**PASSAGE PROVIDED**
Primary reference: Central Drugs Standard Control Organisation (CDSCO) — for Schedule M of the Drugs and Cosmetics Rules 1945 (revised 2023), Good Manufacturing Practice requirements, QR-code track-and-trace mandate and Pharmacovigilance Programme of India (PvPI).

Frequently Asked Questions

What is Schedule M and what changed in 2023?
Schedule M of the Drugs and Cosmetics Rules 1945 prescribes Good Manufacturing Practice (GMP) requirements that every pharmaceutical formulation and API manufacturing plant in India must follow. The revised Schedule M was notified in 2023 with a phased compliance timeline running through December 2026 for different plant sizes — larger plants moved first, MSME-classified plants given a longer runway. The revision tightens batch-record requirements, mandates pharmaceutical quality system implementation, strengthens cross-contamination controls, and updates documentation requirements for sterile and non-sterile manufacturing. Reconciliation impact: every batch must now carry a more detailed audit trail from raw-material receipt through processing to dispatch, with electronic records preferred over paper-based logs.

**EXTRACTED ENTRIES**
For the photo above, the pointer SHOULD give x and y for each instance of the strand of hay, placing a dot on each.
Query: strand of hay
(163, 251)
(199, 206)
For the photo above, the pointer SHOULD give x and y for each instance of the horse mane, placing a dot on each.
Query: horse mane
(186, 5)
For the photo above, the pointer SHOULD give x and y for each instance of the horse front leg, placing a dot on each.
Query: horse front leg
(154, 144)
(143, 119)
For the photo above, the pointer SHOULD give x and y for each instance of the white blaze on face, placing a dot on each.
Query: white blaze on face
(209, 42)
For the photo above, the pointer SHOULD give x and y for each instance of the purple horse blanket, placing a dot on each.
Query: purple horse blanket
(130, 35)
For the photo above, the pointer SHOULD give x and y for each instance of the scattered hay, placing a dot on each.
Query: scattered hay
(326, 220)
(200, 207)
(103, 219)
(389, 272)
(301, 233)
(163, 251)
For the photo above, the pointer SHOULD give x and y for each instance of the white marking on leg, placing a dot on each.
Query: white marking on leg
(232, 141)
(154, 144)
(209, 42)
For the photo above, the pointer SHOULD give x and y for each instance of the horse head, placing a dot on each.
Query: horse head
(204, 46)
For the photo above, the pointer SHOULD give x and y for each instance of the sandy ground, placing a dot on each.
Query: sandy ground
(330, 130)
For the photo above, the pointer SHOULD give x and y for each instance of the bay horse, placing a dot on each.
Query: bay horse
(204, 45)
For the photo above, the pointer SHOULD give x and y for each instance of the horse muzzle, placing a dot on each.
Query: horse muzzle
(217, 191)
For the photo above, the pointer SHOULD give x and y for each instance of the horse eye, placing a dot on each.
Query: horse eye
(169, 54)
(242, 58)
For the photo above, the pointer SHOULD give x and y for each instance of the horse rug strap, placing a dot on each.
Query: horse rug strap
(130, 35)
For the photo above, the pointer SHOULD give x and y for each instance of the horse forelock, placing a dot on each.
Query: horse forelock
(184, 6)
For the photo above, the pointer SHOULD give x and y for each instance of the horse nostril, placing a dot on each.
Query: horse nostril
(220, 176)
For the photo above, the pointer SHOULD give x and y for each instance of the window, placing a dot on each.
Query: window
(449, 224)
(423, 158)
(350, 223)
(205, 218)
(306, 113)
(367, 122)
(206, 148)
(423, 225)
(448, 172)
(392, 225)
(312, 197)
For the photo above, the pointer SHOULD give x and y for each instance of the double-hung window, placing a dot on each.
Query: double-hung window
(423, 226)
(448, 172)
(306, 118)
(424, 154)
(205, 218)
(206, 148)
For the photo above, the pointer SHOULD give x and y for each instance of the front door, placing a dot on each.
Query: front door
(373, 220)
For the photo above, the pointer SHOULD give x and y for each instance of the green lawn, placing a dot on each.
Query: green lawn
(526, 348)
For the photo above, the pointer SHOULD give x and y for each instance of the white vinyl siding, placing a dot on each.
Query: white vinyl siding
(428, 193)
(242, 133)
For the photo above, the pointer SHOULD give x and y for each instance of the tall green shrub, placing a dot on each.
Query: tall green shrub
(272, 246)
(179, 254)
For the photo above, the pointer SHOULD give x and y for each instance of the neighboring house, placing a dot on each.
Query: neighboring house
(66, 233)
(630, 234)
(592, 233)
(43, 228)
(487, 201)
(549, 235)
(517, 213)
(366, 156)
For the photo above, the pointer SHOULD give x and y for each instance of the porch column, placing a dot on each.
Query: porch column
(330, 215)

**YOUR TASK**
Can you reproduce the Schedule M passage word for word, everything from "Primary reference: Central" down to "of India (PvPI)."?

**RESPONSE AREA**
Primary reference: Central Drugs Standard Control Organisation (CDSCO) — for Schedule M of the Drugs and Cosmetics Rules 1945 (revised 2023), Good Manufacturing Practice requirements, QR-code track-and-trace mandate and Pharmacovigilance Programme of India (PvPI).